▶ [GIVEN REQUEST]:
Reproduce the records starting with the line with "Indicate the stone" and going on through the line with "[1282, 168]", swapping "distant hill slope" for "far hillside" and leaving everything else unchanged. Return only those lines.

* Start SUPPLIED RECORDS *

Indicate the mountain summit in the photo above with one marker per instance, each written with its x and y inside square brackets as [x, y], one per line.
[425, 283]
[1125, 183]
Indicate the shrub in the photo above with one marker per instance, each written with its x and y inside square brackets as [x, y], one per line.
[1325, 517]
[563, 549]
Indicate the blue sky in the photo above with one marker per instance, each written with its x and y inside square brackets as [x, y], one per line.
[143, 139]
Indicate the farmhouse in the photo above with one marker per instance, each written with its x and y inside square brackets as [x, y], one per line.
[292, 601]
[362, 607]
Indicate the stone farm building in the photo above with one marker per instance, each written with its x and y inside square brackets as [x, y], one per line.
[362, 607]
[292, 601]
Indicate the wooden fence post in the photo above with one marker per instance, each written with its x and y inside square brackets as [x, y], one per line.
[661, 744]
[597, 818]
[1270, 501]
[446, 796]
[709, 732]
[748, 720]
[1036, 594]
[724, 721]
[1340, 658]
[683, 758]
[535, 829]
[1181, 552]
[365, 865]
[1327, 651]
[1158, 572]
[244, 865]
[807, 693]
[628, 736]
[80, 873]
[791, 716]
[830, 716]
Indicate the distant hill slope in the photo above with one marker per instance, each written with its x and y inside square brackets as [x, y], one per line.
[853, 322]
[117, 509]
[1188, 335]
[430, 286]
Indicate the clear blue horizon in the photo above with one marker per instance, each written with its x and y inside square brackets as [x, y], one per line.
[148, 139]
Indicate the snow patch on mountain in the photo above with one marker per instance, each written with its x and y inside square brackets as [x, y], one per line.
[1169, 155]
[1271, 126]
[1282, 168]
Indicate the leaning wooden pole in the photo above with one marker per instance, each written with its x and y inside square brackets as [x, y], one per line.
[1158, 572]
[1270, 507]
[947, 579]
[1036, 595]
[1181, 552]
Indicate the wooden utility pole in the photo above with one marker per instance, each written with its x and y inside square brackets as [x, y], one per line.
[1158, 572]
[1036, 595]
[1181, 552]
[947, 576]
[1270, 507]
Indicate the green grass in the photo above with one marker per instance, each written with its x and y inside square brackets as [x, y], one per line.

* End SUPPLIED RECORDS *

▶ [SOLUTION FOR THIS EXERCISE]:
Indicate the stone farm building in the photo above with one marker per instance, each written with its x and y inside square brackets as [x, y], one per line.
[362, 607]
[292, 601]
Indicate the wooden fence post in the photo above with one marker per instance, each written with its x and y inside square brackets as [x, y], one per line.
[661, 744]
[597, 818]
[1270, 501]
[446, 796]
[709, 732]
[748, 720]
[1036, 594]
[724, 721]
[1340, 658]
[683, 758]
[535, 829]
[1181, 552]
[365, 865]
[1327, 651]
[1158, 572]
[244, 865]
[807, 693]
[628, 736]
[80, 873]
[791, 716]
[830, 716]
Indicate the far hillside in the photo above with one marker per instance, each written with its x and y inside square brackets as [x, y], one per line.
[853, 322]
[117, 509]
[1188, 335]
[430, 286]
Indicate the clear blue horizon in the photo above with one marker per instance, each written with its x and y inside square brackets as [x, y], one per line.
[148, 139]
Indicate the snow patch on mountain in the photo above with one marker per instance, each written with its x and y inside square brackets as [x, y], one per line.
[1169, 155]
[1271, 126]
[1282, 168]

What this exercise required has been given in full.